[START OF GIVEN INFORMATION]
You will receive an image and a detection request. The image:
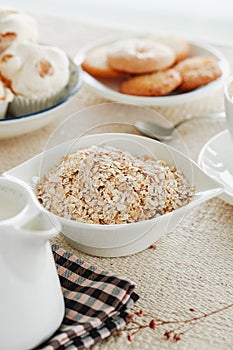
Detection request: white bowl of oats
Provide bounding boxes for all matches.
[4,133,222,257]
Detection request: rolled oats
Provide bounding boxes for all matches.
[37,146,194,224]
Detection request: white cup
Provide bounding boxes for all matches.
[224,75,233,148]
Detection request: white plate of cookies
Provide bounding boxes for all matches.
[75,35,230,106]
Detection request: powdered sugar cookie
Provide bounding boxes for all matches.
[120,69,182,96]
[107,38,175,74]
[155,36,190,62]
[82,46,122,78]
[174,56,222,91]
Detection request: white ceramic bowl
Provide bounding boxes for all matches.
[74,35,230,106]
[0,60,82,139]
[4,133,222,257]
[END OF GIVEN INFORMATION]
[START OF GIVEN INFORMATION]
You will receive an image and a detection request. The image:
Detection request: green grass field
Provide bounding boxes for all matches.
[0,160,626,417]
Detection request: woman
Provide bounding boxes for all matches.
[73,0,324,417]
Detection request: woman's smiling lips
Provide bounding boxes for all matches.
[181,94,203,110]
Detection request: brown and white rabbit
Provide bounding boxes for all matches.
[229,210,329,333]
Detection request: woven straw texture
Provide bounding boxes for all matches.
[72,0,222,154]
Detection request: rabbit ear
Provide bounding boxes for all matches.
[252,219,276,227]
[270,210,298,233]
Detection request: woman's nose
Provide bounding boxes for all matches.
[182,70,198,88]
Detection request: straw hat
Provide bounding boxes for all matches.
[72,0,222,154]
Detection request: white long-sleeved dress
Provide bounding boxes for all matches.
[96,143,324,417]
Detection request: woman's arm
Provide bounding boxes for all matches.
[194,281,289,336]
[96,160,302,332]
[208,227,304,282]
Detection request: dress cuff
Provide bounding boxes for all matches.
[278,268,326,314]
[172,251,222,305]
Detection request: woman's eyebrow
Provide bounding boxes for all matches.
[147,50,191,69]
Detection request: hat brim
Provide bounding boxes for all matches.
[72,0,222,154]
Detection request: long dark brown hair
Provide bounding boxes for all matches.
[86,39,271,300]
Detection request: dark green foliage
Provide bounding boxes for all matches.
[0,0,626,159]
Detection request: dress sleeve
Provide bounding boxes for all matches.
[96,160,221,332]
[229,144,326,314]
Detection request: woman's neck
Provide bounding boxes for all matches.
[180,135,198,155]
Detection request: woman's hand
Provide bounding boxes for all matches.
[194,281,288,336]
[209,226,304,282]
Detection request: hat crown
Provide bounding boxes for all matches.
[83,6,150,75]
[END OF GIVEN INFORMATION]
[START OF GIVEN INFORMATION]
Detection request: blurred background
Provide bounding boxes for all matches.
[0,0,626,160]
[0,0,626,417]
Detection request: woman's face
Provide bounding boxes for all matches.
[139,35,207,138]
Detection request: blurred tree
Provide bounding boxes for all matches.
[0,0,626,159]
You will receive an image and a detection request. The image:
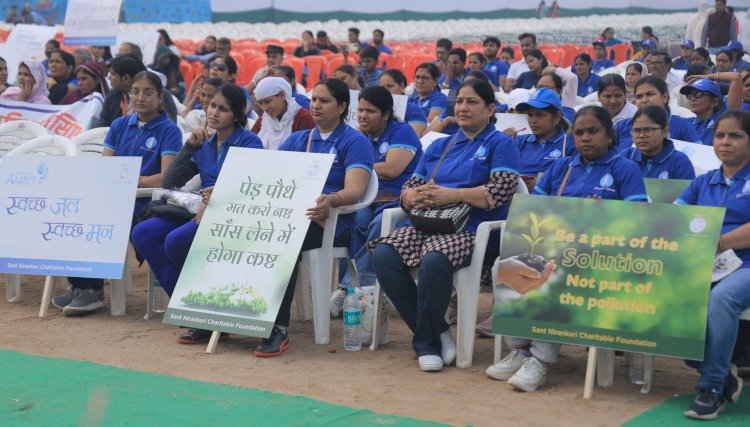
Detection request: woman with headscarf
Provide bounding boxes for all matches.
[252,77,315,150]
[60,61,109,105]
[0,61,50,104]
[END OF GIVEN INFORMATION]
■ PROBLEM DETAILS ■
Format the lines from the one containing "Detection request: woman's eyebrow" through the one containing "[229,144,326,314]", inclusive, as a JSON list of strings, one string per line, skipping any blank lines.

■ ANSWER TO THIS PROBLEM ■
[
  "Detection request: woman's eyebrow",
  "Provide bounding boxes for all matches.",
  "[147,50,191,69]",
  "Detection request: hat brim",
  "Provide bounding boxes for all matches.",
  "[72,0,222,154]",
  "Detection request: long dark brown hair",
  "Provide bounding boxes for all matches.",
  "[86,39,271,300]",
  "Detection request: dark green foliage",
  "Provide bounding boxes for all matches.",
  "[0,0,626,159]",
  "Detection request: dress sleeve",
  "Provide bounding boxes for all matches.",
  "[96,160,221,332]",
  "[229,144,326,314]"
]